- [Available data]
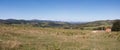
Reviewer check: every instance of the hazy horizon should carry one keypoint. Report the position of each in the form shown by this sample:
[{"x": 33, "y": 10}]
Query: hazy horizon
[{"x": 60, "y": 10}]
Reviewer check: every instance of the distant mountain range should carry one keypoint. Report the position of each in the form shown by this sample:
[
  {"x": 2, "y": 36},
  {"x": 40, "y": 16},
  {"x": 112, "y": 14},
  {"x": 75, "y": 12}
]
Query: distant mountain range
[{"x": 57, "y": 24}]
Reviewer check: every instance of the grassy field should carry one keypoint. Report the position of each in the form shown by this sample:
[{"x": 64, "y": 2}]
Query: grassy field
[{"x": 35, "y": 38}]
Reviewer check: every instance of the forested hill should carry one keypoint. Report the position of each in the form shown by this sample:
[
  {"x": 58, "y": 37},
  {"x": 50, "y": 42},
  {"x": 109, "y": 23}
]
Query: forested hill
[{"x": 57, "y": 24}]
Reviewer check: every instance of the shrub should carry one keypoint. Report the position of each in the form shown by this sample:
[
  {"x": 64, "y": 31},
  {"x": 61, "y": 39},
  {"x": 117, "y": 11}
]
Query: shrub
[{"x": 116, "y": 25}]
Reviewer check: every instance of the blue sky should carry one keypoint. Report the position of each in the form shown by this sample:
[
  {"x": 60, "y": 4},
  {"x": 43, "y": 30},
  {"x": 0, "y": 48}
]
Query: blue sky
[{"x": 60, "y": 10}]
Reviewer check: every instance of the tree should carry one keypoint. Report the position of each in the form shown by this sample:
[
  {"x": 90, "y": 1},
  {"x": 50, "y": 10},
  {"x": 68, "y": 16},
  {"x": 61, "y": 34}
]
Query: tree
[{"x": 116, "y": 25}]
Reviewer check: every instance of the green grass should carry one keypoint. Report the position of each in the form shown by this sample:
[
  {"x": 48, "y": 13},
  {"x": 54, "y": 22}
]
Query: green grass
[{"x": 35, "y": 38}]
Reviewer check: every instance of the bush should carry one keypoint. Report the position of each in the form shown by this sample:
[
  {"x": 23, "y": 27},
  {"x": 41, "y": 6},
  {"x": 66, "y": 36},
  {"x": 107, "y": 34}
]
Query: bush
[{"x": 116, "y": 25}]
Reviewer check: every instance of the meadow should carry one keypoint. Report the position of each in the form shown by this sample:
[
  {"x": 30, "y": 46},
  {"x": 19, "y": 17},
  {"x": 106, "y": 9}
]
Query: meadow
[{"x": 36, "y": 38}]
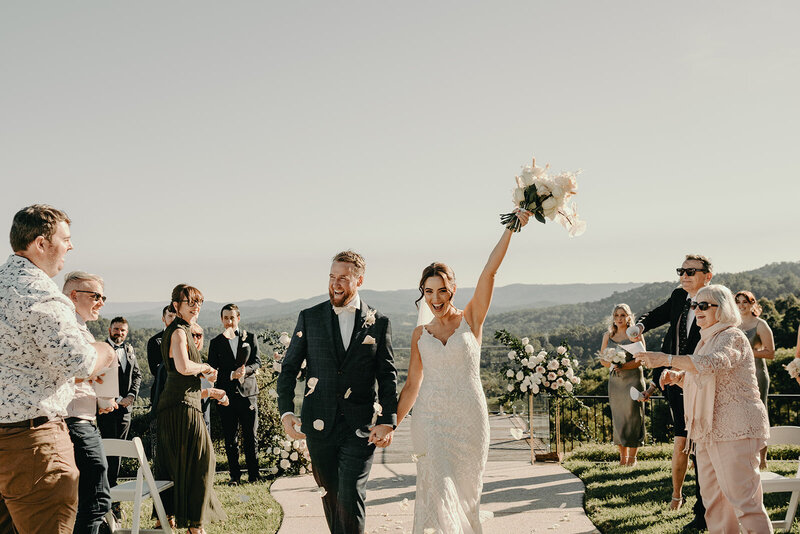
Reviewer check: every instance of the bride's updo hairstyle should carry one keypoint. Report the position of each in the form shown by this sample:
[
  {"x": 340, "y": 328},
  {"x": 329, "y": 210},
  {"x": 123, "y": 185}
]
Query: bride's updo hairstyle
[
  {"x": 437, "y": 269},
  {"x": 184, "y": 292}
]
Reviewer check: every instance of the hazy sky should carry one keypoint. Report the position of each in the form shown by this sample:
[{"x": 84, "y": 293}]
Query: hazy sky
[{"x": 237, "y": 146}]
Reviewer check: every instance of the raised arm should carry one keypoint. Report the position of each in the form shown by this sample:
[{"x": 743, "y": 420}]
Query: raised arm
[{"x": 477, "y": 308}]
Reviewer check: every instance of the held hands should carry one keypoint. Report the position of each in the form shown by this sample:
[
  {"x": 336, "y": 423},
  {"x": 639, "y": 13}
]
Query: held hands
[
  {"x": 290, "y": 421},
  {"x": 238, "y": 373},
  {"x": 381, "y": 435},
  {"x": 652, "y": 359}
]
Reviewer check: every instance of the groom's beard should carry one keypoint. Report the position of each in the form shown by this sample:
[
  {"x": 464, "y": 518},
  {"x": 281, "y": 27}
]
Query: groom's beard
[{"x": 342, "y": 299}]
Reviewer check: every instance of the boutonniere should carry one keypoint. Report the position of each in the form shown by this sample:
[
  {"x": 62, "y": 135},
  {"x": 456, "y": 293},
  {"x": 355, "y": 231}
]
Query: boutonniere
[{"x": 369, "y": 318}]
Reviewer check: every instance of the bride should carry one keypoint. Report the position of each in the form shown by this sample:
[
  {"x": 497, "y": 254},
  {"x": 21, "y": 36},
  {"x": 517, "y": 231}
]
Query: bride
[{"x": 450, "y": 427}]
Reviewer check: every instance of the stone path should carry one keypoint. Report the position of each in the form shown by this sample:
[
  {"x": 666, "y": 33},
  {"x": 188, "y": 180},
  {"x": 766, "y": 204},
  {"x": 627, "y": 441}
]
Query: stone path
[{"x": 524, "y": 498}]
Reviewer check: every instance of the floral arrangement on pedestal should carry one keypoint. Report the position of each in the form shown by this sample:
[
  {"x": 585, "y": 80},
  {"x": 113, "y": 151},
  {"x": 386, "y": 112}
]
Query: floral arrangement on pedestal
[
  {"x": 284, "y": 455},
  {"x": 529, "y": 372}
]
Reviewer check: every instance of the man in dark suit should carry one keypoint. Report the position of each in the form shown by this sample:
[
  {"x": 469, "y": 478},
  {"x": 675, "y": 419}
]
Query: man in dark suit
[
  {"x": 347, "y": 347},
  {"x": 681, "y": 338},
  {"x": 234, "y": 354},
  {"x": 116, "y": 424}
]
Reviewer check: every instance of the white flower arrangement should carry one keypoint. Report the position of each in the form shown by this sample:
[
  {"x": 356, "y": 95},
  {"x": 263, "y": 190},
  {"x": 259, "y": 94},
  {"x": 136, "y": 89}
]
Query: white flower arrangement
[
  {"x": 793, "y": 368},
  {"x": 529, "y": 373},
  {"x": 547, "y": 197}
]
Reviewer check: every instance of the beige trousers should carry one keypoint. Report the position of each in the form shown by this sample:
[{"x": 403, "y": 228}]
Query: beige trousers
[{"x": 730, "y": 485}]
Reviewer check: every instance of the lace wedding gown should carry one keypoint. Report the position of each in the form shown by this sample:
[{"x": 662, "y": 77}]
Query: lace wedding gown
[{"x": 450, "y": 435}]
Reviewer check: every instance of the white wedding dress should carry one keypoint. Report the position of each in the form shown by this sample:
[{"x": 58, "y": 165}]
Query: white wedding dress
[{"x": 450, "y": 435}]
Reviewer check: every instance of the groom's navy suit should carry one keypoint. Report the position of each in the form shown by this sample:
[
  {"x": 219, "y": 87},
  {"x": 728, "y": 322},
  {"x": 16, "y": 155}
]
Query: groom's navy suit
[
  {"x": 676, "y": 342},
  {"x": 350, "y": 381}
]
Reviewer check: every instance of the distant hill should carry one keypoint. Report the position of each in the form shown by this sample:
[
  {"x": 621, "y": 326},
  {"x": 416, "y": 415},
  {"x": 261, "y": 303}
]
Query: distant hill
[{"x": 398, "y": 303}]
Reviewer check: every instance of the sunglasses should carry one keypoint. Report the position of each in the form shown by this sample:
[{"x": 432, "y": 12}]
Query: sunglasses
[
  {"x": 702, "y": 305},
  {"x": 95, "y": 295},
  {"x": 691, "y": 271}
]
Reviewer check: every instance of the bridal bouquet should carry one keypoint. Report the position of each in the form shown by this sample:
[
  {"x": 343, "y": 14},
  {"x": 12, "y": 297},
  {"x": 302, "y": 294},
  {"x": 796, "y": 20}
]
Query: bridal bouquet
[
  {"x": 793, "y": 368},
  {"x": 529, "y": 371},
  {"x": 613, "y": 355},
  {"x": 547, "y": 197}
]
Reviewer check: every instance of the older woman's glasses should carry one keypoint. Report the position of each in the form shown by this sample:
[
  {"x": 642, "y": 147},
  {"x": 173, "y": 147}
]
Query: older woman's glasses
[
  {"x": 691, "y": 271},
  {"x": 95, "y": 295},
  {"x": 702, "y": 305}
]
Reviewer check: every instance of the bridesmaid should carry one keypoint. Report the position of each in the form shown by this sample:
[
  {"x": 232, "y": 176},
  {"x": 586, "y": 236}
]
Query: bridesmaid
[
  {"x": 762, "y": 342},
  {"x": 627, "y": 415}
]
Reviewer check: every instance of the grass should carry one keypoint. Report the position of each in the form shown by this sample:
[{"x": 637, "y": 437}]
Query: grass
[
  {"x": 624, "y": 499},
  {"x": 250, "y": 508}
]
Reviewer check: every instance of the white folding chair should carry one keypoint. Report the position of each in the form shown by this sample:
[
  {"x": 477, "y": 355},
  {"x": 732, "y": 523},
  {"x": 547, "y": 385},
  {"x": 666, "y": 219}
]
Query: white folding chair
[
  {"x": 775, "y": 483},
  {"x": 136, "y": 490}
]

- [Task instructions] Retype the stretch from the line containing "Reviewer check: every instance of the older" through the end of the records, both ends included.

- [Solution]
Reviewer check: every instance of the older woman's glasses should carry one keypoint. Report the position of each in the form shown by this sample:
[
  {"x": 642, "y": 147},
  {"x": 173, "y": 147}
]
Query: older woman's glasses
[
  {"x": 691, "y": 271},
  {"x": 95, "y": 295},
  {"x": 702, "y": 305}
]
Reviewer check: every instance of the bridesmaid should carry one keypoint. Report the position of each in the form shown by this sample:
[
  {"x": 232, "y": 176},
  {"x": 586, "y": 236}
]
Query: bridesmaid
[
  {"x": 762, "y": 342},
  {"x": 627, "y": 415}
]
Reviewer check: every instance of the grass should carry one keypoint. Report the position of each in the form shown by this sample:
[{"x": 637, "y": 437}]
Query: grass
[
  {"x": 624, "y": 499},
  {"x": 250, "y": 508}
]
Reviewer check: every instance of the white folding chair should carry one keypoint. Report the position of each in the form shown by this sample:
[
  {"x": 477, "y": 355},
  {"x": 732, "y": 523},
  {"x": 547, "y": 385},
  {"x": 666, "y": 219}
]
Query: white folding chair
[
  {"x": 775, "y": 483},
  {"x": 136, "y": 490}
]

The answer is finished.